What you need to do: Return every line of the items below without any change, keeping each character and line break in place.

Dataset entries:
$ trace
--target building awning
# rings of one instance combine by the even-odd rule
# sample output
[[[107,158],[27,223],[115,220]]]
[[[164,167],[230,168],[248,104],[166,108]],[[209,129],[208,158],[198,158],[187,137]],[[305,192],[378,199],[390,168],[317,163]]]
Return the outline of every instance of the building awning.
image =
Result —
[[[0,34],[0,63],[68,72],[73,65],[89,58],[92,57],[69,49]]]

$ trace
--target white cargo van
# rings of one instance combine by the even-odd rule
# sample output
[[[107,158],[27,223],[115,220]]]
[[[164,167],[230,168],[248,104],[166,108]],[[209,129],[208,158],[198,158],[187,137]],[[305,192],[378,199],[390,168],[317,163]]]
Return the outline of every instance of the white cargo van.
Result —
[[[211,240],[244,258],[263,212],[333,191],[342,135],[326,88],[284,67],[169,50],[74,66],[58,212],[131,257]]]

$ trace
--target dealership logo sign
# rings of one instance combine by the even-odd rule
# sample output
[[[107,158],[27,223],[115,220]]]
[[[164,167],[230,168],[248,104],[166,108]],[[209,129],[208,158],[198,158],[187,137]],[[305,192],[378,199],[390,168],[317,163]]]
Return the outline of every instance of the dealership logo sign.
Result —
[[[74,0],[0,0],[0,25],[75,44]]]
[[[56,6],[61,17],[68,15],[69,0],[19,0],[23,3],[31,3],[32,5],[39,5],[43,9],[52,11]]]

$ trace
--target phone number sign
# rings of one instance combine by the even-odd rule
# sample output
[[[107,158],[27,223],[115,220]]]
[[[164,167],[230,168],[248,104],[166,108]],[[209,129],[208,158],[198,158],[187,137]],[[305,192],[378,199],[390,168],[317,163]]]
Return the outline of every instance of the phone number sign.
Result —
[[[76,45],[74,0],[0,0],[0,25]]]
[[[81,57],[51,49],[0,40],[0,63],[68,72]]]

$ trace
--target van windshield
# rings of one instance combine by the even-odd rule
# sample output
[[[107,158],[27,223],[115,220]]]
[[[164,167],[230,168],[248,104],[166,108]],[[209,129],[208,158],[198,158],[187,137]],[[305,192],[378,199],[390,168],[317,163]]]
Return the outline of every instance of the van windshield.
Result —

Answer to the problem:
$ trace
--target building awning
# rings of one instance combine by the even-odd rule
# sample output
[[[107,158],[27,223],[115,220]]]
[[[164,167],[230,168],[248,104],[166,108]],[[209,129],[208,158],[198,158],[187,137]],[[305,192],[378,199],[390,168],[317,163]]]
Return the outline of every instance of the building awning.
image =
Result —
[[[0,34],[0,63],[68,72],[73,65],[89,58],[92,57],[69,49]]]

$ trace
--target white cargo van
# rings of one instance combine by the even-odd rule
# sample output
[[[107,158],[27,223],[115,220]]]
[[[164,167],[230,168],[248,104],[166,108]],[[209,129],[208,158],[198,158],[187,137]],[[305,192],[378,199],[390,168],[317,163]]]
Return the outline of every instance of the white cargo van.
Result —
[[[211,240],[244,258],[263,212],[333,191],[342,135],[326,88],[284,67],[169,50],[74,66],[58,212],[131,257]]]

$ trace
--target dealership logo sign
# rings of one instance combine by the even-odd rule
# sample output
[[[107,158],[27,223],[115,220]]]
[[[164,167],[230,168],[248,104],[166,108]],[[209,129],[208,158],[198,158],[187,137]],[[305,192],[378,199],[390,168],[317,163]]]
Return the outline of every instance of the dealership logo sign.
Result —
[[[74,0],[0,0],[0,25],[75,44]]]
[[[56,6],[61,17],[68,15],[69,0],[19,0],[23,3],[31,3],[32,5],[39,5],[43,9],[52,11]]]

$ trace
--target phone number sign
# rings of one instance combine by the even-odd rule
# sample output
[[[107,158],[27,223],[115,220]]]
[[[164,167],[230,168],[248,104],[166,108]],[[209,129],[208,158],[198,158],[187,137]],[[305,192],[378,199],[390,168],[317,163]]]
Return the outline of every instance of the phone number sign.
Result —
[[[76,45],[74,0],[0,0],[0,25]]]
[[[81,57],[51,49],[0,40],[0,63],[68,72]]]

$ trace
--target van windshield
# rings of one instance combine by the even-odd rule
# sample output
[[[107,158],[27,223],[115,220]]]
[[[164,167],[230,168],[248,104],[166,108]],[[209,129],[208,158],[198,158],[187,137]],[[305,192],[378,199],[390,168],[317,163]]]
Return the outline of every instance of the van windshield.
Result —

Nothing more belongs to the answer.